**Tasks to carry out:**
a: In the passage on the Capitol storming, why does the writer refuse to call last Wednesday's events a "protest"? Answer in one to three sentences.
b: Pick up the passage on the Capitol storming after its last sentence and keep writing.

**Given passage:**
The upshot should be clear: The deadly storming of the Capitol building is the logical outcome of norms set by the left in 2020. By winking at and apologizing for Antifa, liberal elites telegraphed that political grievances ought to be resolved through violence.
Of course. “The liberals made us do it.”
There have been violent protests in this country since its founding. Recall the right wing Tea Party took its name from a violent protest. In fact, you could argue that the American revolution itself was one.
Here’s the difference: the protests in Portland and around the country, including Washington DC last summer, were actual protests —a form of petitioning the government for redress, if you will. That is an American tradition and a right guaranteed in the constitution.
Last Wednesday a violent mob assaulted the US Capitol while it was in joint session counting the electoral votes to certify the winner of the presidential election — with the clear intention of stopping that vote. They believed they could overturn the election by force and install their preferred candidate, the one who lost. That is not a “protest.” That is a putsch.
It was an explicitly violent political act with an anti-democratic goal.

**Location labeling listing:**

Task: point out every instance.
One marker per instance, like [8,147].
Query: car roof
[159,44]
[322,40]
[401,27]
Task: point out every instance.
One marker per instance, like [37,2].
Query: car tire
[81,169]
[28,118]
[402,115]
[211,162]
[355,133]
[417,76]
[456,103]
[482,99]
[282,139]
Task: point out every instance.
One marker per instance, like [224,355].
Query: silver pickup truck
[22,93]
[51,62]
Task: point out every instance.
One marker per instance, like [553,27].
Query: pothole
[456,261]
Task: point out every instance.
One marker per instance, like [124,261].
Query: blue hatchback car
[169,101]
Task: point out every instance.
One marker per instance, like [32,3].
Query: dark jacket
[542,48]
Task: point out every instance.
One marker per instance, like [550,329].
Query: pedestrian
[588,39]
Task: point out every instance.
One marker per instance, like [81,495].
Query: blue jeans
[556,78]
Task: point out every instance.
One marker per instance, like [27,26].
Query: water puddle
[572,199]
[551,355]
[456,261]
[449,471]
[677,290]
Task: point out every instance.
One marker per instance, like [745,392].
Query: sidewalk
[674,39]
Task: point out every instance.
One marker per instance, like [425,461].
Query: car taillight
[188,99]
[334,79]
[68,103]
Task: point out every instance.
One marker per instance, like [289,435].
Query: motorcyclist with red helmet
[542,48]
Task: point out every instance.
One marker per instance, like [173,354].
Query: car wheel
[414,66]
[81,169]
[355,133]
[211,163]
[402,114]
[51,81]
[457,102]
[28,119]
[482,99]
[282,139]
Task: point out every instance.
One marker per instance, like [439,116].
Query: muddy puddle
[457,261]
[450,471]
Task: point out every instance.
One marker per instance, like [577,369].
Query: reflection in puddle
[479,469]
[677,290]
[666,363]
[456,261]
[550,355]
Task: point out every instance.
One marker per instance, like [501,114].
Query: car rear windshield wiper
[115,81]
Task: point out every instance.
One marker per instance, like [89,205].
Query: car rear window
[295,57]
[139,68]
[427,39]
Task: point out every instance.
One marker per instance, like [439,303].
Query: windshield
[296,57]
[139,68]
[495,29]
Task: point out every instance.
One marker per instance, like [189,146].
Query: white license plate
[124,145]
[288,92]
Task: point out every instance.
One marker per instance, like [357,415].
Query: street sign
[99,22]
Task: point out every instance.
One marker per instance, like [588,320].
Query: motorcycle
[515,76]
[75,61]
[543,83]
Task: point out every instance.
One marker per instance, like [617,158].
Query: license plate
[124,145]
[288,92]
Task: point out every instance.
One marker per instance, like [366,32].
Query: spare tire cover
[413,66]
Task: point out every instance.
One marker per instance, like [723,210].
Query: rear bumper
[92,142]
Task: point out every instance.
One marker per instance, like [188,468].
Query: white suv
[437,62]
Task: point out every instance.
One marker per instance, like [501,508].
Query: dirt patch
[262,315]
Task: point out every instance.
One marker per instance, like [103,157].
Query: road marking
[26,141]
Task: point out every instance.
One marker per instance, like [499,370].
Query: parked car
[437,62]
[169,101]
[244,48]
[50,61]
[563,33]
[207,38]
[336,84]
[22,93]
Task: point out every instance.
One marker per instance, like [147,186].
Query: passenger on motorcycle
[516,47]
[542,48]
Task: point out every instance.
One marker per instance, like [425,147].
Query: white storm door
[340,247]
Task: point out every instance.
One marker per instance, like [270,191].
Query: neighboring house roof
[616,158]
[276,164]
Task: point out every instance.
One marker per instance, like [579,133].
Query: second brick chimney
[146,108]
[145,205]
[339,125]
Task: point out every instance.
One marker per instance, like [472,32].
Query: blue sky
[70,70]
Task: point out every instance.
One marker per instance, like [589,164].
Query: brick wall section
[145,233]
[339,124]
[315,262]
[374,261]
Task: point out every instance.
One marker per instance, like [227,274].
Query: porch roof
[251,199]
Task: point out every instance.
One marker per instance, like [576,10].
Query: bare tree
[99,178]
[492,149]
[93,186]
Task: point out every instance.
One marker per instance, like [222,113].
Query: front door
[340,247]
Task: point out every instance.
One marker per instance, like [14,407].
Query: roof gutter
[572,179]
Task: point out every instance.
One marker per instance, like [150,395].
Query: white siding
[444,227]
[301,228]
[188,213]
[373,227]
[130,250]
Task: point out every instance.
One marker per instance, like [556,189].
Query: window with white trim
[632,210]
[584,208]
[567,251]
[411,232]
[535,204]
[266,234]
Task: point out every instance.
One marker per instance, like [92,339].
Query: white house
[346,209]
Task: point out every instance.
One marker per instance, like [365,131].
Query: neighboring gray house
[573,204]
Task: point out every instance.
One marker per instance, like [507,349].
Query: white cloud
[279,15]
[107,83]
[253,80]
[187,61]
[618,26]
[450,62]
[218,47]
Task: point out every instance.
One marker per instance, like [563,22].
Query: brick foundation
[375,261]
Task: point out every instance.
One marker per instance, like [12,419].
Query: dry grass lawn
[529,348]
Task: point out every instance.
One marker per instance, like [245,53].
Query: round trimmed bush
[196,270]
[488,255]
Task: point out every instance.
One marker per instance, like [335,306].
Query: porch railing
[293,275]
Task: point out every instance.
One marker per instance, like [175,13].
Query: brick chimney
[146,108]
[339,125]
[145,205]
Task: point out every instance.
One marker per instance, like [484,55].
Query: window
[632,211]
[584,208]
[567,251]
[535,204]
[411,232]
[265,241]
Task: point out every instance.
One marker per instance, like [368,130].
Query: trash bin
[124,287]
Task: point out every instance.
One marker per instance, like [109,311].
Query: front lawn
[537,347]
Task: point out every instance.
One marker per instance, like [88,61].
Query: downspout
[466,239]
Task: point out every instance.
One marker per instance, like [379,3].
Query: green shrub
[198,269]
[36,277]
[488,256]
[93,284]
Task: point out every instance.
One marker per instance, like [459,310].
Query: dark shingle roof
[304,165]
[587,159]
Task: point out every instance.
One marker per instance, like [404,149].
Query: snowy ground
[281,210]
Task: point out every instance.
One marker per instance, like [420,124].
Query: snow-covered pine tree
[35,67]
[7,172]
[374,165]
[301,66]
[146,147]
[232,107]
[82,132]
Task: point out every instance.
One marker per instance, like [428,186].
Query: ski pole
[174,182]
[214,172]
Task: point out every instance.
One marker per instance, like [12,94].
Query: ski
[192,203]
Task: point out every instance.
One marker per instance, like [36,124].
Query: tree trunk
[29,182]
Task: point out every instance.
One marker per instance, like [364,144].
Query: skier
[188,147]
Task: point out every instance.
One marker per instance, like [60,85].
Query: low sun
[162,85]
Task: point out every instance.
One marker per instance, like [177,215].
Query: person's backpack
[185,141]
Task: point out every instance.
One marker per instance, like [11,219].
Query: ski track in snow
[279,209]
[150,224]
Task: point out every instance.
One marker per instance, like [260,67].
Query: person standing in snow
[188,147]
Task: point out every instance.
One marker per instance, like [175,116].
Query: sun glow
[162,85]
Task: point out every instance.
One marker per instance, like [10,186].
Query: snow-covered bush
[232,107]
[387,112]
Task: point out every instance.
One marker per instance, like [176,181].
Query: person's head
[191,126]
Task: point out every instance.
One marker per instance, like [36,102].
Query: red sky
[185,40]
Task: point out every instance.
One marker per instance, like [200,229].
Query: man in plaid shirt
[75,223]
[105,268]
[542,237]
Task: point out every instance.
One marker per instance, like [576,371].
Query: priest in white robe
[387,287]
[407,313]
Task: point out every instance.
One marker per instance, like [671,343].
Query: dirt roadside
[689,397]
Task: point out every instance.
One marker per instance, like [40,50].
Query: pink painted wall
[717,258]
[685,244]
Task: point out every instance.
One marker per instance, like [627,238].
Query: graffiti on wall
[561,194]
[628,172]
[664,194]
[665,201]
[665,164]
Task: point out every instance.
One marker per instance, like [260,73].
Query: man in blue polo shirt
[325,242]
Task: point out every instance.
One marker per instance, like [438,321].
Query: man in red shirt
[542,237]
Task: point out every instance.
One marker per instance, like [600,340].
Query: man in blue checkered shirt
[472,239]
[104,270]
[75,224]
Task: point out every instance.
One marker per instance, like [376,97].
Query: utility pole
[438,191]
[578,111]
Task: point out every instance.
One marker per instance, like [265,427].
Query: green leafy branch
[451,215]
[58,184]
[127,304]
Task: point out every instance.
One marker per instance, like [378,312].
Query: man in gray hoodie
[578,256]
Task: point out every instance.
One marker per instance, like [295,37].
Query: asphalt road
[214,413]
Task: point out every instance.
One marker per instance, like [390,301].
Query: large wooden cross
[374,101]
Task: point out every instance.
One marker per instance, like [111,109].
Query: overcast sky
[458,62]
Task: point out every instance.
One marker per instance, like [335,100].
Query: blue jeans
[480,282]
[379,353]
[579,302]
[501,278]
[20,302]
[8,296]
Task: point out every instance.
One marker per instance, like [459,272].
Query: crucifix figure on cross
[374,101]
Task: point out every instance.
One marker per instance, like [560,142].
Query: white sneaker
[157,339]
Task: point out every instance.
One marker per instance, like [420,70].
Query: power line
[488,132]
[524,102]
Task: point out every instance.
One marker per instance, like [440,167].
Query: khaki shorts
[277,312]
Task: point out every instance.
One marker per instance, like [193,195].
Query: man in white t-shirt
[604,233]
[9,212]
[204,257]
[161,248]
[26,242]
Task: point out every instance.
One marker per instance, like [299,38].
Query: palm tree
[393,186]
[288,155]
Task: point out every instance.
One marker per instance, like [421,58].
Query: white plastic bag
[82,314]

**Answers to each task:**
a: The writer says a violent mob assaulted the Capitol during the joint session counting the electoral votes, clearly intending to stop that vote and believing it could overturn the election by force. Unlike last summer's protests, which were a form of petitioning the government for redress, this was an explicitly violent political act with an anti-democratic goal: a putsch.

b:
I think most people understand the difference but I would guess you’ll see more of this fatuous “both-sides” bullshit.
Update: Here’s a nice little BBC rundown of how the Munich Beer hall Putsch went down. You tell me…
The Nazi Party was formed in the years following World War One.
By 1920, they were called the National Socialist German Workers’ Party and by 1921, Adolf Hitler was their leader.
The Nazi Party had grown in size and support under Hitler, having gained 20,000 members by the end of 1922.
The Nazis aimed to overthrow the Bavarian Government, which was led by Gustav von Kahr and based in Munich.
Once they had established power for themselves in Bavaria, they could look to overthrow the Weimar Government.
Leading Bavarian politicians including Kahr were meeting in the Buergerbraeukeller Beer Hall in Munich on 8 November, 1923.
Hitler and the SA (stormtroopers) interrupted the meeting, threatening the crowd with violence.
Kahr, General von Lossow (leader of the army in Bavaria) and Colonel von Seisser (head of the Bavarian police) were locked in a back room. They were forced to publicly announce their support for the Nazis.
Hitler left the beer hall in order to oversee clashes between the SA and the German army elsewhere in Munich
Ludendorff allowed the politicians to leave the beer hall.
This was a mistake as they immediately renounced support for the Nazis.
The next morning the Nazis, led by Hitler and Ludendorff, marched into the centre of Munich.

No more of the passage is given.